## WHAT THE TASK ASKS:
Lines in which "bowl" appears should be pulled from the data below.

## RECORDS SUPPLIED:
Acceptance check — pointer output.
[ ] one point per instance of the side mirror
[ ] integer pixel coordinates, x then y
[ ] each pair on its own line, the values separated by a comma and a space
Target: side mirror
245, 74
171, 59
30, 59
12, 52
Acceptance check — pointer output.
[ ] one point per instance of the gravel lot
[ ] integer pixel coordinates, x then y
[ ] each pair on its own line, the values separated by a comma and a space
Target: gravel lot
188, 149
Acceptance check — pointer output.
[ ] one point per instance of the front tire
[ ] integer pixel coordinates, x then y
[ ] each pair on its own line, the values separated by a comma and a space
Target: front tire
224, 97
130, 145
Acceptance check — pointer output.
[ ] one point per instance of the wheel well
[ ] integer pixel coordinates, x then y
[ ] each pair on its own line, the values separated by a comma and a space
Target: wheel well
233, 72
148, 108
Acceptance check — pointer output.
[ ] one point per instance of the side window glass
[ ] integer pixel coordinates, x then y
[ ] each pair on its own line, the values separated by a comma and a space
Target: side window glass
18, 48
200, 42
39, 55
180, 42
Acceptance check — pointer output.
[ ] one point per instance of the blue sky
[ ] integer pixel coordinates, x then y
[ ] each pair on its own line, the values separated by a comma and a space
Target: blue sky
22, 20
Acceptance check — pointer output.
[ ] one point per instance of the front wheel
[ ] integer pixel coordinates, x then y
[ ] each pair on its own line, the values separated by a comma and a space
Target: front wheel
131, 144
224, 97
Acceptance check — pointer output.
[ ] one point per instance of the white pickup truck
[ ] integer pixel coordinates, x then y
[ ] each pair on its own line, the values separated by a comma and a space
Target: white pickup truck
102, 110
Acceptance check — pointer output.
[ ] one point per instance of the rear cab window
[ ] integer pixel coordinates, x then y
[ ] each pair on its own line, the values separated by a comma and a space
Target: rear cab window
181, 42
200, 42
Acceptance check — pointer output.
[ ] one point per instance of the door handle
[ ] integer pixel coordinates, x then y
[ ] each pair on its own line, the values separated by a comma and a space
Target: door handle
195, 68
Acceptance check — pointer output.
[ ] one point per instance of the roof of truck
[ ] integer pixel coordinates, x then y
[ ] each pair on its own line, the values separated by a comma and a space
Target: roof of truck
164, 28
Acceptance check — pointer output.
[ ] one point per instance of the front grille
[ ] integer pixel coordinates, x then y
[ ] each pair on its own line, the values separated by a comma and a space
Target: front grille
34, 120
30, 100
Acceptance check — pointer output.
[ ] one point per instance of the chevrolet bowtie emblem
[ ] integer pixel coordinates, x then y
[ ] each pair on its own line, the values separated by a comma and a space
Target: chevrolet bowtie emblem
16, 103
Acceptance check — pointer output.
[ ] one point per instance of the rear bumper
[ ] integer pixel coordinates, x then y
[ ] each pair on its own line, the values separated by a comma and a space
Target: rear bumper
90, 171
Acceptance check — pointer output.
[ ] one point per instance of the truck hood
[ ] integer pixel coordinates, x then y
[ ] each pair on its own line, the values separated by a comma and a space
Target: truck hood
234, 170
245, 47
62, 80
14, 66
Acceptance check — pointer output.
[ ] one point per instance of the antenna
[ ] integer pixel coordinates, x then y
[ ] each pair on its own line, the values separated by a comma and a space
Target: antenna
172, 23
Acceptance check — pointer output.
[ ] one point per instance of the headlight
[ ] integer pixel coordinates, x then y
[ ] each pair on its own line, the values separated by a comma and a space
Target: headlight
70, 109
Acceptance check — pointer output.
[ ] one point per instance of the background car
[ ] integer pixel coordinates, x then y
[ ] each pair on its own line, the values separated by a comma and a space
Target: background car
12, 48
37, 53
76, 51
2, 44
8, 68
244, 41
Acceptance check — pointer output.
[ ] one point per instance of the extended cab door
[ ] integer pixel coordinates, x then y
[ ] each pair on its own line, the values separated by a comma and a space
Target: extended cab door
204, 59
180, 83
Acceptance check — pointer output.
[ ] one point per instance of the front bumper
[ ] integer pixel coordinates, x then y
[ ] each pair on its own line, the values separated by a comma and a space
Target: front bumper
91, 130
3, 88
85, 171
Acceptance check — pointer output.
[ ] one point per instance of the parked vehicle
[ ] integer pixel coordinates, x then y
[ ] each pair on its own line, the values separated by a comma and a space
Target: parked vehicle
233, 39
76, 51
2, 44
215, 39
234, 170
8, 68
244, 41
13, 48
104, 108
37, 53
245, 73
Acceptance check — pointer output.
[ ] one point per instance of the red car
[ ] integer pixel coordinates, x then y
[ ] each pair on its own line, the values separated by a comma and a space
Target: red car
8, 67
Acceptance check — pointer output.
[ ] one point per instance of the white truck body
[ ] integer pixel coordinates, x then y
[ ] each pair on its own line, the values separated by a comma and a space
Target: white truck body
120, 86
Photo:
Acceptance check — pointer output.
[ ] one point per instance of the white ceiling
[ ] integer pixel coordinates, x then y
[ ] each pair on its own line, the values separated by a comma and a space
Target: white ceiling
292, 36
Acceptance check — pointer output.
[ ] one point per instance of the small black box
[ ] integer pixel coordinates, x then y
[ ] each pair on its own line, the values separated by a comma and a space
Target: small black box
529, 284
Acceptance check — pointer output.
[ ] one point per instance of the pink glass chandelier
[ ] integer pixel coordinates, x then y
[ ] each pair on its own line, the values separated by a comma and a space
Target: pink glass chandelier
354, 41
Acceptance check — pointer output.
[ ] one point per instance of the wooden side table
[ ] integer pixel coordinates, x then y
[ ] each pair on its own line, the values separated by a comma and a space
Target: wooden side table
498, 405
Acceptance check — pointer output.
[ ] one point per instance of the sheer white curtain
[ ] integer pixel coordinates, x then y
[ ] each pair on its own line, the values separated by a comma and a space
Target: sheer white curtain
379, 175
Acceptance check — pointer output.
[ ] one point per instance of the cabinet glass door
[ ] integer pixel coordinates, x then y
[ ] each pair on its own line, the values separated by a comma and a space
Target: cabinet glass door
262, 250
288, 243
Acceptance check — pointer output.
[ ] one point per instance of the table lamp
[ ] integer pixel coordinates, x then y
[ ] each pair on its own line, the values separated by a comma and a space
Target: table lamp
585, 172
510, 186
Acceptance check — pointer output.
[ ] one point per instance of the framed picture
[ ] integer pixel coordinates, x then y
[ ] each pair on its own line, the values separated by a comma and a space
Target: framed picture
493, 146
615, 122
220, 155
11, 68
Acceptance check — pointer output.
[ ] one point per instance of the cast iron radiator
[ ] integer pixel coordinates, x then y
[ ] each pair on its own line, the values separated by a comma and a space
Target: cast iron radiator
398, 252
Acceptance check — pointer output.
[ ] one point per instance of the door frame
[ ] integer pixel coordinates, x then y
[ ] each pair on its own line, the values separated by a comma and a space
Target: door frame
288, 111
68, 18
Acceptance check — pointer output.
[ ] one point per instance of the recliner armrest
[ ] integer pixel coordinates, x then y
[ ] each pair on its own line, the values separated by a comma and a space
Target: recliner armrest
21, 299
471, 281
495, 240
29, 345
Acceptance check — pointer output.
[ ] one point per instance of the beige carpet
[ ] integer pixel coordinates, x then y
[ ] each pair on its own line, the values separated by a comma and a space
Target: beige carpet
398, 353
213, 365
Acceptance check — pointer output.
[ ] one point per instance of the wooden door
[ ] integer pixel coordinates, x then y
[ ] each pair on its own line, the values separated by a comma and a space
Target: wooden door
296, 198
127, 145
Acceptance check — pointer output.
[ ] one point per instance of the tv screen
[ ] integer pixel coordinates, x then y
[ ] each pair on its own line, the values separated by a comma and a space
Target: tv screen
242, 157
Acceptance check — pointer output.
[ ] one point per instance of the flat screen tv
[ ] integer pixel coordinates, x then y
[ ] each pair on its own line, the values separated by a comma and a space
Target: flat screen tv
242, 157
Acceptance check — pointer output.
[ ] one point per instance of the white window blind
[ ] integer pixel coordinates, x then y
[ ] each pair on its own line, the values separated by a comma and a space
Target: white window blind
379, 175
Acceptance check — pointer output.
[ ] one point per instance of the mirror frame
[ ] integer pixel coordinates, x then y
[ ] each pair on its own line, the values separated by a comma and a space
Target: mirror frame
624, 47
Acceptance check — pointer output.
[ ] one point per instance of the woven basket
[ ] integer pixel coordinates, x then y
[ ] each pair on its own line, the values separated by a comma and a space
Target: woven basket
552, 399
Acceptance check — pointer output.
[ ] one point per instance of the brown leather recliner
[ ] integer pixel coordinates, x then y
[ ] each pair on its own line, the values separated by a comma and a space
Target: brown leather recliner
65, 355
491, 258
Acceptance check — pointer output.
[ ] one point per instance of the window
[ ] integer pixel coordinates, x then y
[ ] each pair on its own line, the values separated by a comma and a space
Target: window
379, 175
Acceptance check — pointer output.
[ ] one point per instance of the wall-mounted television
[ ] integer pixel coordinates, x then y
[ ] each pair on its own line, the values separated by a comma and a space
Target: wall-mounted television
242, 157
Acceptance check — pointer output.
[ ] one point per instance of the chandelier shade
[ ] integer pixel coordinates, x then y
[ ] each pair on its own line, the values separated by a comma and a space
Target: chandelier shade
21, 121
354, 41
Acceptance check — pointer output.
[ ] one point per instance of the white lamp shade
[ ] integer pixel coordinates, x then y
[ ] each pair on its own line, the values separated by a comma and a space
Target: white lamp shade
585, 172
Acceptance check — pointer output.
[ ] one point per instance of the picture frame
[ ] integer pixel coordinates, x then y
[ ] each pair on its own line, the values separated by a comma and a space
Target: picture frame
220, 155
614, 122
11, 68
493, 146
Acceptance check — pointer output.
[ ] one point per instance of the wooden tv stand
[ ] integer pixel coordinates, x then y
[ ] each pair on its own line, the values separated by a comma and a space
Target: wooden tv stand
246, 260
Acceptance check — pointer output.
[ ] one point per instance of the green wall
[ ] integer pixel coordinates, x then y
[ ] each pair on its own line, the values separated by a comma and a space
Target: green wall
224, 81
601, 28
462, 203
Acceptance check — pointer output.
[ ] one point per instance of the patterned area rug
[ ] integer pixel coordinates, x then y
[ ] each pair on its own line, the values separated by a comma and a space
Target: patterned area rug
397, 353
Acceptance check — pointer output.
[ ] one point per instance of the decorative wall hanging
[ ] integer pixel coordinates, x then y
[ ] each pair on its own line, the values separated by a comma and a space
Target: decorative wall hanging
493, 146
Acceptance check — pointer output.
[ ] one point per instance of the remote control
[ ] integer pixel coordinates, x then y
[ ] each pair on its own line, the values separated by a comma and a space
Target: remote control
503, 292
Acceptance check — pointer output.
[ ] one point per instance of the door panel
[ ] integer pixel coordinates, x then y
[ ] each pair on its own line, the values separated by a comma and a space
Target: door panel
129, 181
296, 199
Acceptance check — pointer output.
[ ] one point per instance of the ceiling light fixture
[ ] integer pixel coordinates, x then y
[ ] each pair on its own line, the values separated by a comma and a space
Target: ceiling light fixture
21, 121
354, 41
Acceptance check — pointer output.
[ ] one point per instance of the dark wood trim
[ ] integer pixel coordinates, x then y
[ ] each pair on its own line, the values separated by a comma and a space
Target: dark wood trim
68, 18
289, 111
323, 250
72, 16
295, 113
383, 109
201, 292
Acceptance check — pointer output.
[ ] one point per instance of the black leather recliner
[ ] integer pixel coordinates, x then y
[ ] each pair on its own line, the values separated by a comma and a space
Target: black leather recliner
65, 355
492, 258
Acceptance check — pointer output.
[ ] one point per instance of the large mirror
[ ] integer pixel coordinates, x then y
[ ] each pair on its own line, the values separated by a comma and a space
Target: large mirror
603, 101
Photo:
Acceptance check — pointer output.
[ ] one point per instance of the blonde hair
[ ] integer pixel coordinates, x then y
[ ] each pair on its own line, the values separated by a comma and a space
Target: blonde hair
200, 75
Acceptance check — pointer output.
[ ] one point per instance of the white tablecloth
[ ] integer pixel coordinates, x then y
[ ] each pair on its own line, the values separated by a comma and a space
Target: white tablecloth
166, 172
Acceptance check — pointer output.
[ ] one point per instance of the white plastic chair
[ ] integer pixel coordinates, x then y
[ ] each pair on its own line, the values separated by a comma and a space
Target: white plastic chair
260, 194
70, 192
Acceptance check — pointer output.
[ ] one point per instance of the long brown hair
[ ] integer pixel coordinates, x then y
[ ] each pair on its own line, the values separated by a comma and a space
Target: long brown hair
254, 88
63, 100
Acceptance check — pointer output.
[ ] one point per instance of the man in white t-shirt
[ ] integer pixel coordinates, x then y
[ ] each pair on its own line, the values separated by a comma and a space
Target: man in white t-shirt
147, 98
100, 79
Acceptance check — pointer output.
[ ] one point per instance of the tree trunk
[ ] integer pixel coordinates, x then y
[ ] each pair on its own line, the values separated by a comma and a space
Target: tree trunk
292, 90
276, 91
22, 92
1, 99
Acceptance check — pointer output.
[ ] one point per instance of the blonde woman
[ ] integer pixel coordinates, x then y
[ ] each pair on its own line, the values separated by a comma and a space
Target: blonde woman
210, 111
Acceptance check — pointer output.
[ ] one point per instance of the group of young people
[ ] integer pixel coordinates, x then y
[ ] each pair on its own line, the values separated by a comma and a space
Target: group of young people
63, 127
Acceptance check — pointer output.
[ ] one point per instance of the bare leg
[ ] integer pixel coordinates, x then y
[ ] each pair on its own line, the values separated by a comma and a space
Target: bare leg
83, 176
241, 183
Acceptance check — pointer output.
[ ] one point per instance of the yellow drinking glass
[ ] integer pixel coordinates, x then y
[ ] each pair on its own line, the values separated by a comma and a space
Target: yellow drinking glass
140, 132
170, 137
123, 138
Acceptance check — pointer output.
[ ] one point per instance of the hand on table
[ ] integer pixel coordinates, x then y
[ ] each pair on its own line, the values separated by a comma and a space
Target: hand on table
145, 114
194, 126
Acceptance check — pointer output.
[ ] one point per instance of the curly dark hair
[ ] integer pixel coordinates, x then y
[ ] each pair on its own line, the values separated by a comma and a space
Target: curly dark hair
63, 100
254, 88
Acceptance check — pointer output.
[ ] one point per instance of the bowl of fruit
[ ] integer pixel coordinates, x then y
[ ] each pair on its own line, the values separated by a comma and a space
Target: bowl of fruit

## ANSWER SPACE:
[ ] one point per instance of the bowl of fruit
Target: bowl of fruit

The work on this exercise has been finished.